The exercise ▸ Output the lines from the one containing "Target: wet sand" down to the last line below as a JSON list of strings, one string per line and blank lines left out.
# start of Material for this task
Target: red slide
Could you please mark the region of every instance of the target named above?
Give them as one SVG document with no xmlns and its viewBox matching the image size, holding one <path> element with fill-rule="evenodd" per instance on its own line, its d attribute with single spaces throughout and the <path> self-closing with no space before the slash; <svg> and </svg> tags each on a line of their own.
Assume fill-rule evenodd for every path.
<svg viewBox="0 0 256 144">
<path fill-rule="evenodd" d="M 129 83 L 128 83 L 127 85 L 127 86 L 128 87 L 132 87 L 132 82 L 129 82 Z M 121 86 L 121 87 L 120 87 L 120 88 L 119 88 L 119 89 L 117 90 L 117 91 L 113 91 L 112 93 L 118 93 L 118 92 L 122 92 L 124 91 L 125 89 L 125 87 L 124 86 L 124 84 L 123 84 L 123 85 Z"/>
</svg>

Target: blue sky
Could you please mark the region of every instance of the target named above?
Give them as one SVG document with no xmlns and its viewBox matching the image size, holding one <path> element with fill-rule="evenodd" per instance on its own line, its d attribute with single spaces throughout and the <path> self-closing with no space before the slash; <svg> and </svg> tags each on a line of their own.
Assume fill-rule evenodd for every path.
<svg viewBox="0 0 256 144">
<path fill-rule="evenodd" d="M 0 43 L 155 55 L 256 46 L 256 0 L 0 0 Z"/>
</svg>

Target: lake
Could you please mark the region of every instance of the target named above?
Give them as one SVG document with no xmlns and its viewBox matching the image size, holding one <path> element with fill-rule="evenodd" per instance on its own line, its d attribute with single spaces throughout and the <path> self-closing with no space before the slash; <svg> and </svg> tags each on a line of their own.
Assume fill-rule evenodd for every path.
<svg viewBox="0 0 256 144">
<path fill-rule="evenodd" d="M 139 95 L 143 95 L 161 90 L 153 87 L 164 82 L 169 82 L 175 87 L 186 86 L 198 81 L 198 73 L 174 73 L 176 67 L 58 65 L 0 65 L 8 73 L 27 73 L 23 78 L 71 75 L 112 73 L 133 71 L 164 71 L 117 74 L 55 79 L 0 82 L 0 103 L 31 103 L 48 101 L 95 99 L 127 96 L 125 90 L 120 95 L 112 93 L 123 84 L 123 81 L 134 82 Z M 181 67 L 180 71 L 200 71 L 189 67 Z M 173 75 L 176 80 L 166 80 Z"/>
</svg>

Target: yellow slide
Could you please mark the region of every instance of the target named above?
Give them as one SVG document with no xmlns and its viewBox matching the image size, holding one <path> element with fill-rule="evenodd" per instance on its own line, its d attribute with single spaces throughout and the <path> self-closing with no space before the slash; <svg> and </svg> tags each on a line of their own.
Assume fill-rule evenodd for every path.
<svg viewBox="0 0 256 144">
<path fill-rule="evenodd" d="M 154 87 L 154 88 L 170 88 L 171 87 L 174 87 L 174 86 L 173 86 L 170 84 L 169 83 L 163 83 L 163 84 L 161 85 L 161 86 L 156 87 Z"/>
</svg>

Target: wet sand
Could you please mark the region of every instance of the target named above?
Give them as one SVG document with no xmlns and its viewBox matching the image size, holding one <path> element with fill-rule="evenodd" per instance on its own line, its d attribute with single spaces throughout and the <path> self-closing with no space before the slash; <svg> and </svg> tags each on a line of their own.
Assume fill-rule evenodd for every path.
# end of Material for this task
Answer for the task ▸
[
  "Target: wet sand",
  "Could you please mark the region of every instance of the target named above?",
  "Give them as one SVG document with no xmlns and its viewBox matching the image size, holding one <path> element with fill-rule=\"evenodd\" per instance on its own line, its d attribute with single spaces throughout and the <path> self-closing with no space before the slash; <svg> and </svg> tags each on a line of their own.",
  "Assume fill-rule evenodd for every path."
]